# Objetivo
Transcribe íntegro y sin cambios el fragmento proporcionado sobre los metrosexuales y el cuidado masculino de la apariencia.
+++ Fragmento proporcionado
Cada día escuchamos hablar más y más de los “metrosexuales”, aquellos hombres que sienten una gran preocupación por su imagen, invirtiendo en cosméticos, tratamientos estéticos y ropa de diseñador y que están al tanto de todas las últimas tendencias de la moda.
Para el típico macho latino, los metrosexuales están a un centímetro de ser gay; pero la realidad es, que la preocupación por la imagen personal no tiene nada que ver con la orientación sexual y mucho que ver con la importancia que tiene la buena presencia en los ámbitos laborales y sociales.
Si bien esta es una palabra de acuñación reciente, inventada en 1994 por el periodista inglés Mark Simpson para referirse al “nuevo hombre” del siglo XXI, la preocupación del hombre por su apariencia personal no es nada reciente. El término metrosexual no es más que una nueva denominación para referirse a aquellos hombres que antes se denominaban dandis.
El cuidado de los hombres por su apariencia y el empleo de cosméticos y maquillajes tienen su origen en la evolución misma. La madre naturaleza eligió dotar a las especies masculinas con colores más llamativos que las especies femeninas. Este hecho tiene sus motivos en los rituales de apareamiento de las especies, en los cuales mientras más sobresalía el macho, mayor chance tenía de atraer a una compañera para reproducirse. Como siempre, los primeros hombres, inspirados en la naturaleza, utilizaron el maquillaje corporal, vistosas plumas y diversos tipos de ornamentos para diferenciarse y atraer a las mujeres.
++++++
+++ Datos proporcionados
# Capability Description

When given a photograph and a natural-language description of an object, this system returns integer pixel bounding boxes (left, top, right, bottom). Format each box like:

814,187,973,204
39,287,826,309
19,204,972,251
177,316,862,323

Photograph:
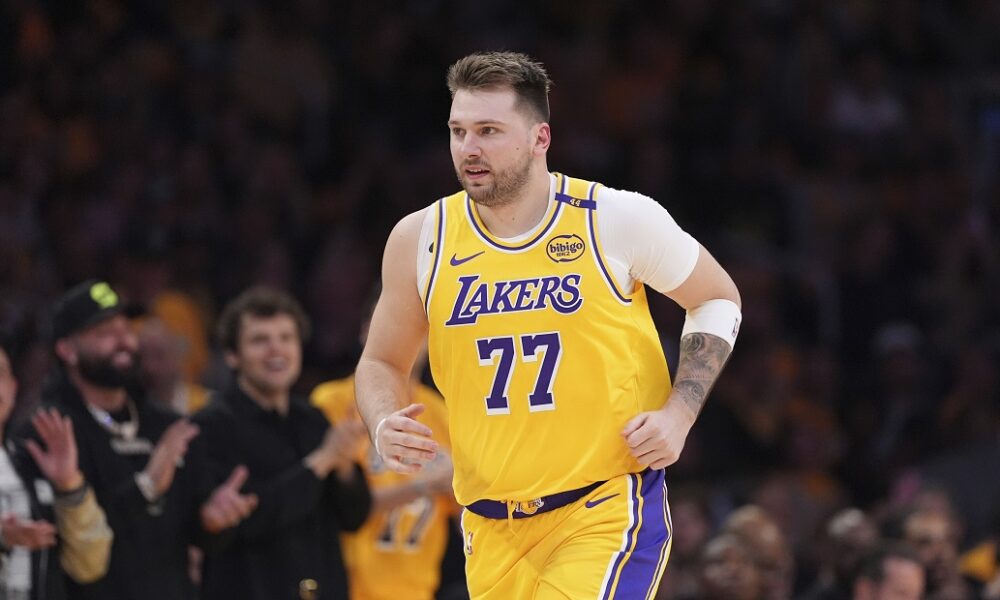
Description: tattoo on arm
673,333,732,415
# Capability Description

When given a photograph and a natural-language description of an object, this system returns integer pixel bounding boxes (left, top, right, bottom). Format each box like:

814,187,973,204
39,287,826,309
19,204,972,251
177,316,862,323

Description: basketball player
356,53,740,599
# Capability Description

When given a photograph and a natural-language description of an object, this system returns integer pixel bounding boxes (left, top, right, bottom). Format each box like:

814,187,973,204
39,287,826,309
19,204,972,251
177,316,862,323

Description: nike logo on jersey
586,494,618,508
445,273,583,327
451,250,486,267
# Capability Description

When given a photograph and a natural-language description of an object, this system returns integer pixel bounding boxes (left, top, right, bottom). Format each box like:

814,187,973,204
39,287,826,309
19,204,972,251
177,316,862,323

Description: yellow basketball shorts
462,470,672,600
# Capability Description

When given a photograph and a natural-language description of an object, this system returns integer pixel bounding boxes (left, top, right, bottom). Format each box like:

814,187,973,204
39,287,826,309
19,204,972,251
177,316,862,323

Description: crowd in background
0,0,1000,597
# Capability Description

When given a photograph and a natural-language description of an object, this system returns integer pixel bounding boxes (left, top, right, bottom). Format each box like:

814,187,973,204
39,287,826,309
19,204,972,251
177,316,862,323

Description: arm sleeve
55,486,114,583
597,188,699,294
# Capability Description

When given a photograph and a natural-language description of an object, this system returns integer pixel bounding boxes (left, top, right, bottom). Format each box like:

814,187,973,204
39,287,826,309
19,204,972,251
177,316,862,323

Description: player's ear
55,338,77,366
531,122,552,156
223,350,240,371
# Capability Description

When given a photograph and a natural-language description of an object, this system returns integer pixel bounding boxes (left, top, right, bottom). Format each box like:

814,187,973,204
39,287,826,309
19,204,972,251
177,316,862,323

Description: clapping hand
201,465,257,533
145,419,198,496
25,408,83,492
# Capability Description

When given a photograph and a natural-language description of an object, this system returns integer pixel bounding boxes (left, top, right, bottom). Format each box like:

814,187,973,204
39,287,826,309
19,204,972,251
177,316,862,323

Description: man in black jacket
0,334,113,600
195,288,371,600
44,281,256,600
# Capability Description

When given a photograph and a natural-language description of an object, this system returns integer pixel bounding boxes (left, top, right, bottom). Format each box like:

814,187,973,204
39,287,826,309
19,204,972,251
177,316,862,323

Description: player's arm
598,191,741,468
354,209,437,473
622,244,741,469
++++++
# Resultado del ejercicio
Cada día escuchamos hablar más y más de los “metrosexuales”, aquellos hombres que sienten una gran preocupación por su imagen, invirtiendo en cosméticos, tratamientos estéticos y ropa de diseñador y que están al tanto de todas las últimas tendencias de la moda.
Para el típico macho latino, los metrosexuales están a un centímetro de ser gay; pero la realidad es, que la preocupación por la imagen personal no tiene nada que ver con la orientación sexual y mucho que ver con la importancia que tiene la buena presencia en los ámbitos laborales y sociales.
Si bien esta es una palabra de acuñación reciente, inventada en 1994 por el periodista inglés Mark Simpson para referirse al “nuevo hombre” del siglo XXI, la preocupación del hombre por su apariencia personal no es nada reciente. El término metrosexual no es más que una nueva denominación para referirse a aquellos hombres que antes se denominaban dandis.
El cuidado de los hombres por su apariencia y el empleo de cosméticos y maquillajes tienen su origen en la evolución misma. La madre naturaleza eligió dotar a las especies masculinas con colores más llamativos que las especies femeninas. Este hecho tiene sus motivos en los rituales de apareamiento de las especies, en los cuales mientras más sobresalía el macho, mayor chance tenía de atraer a una compañera para reproducirse. Como siempre, los primeros hombres, inspirados en la naturaleza, utilizaron el maquillaje corporal, vistosas plumas y diversos tipos de ornamentos para diferenciarse y atraer a las mujeres.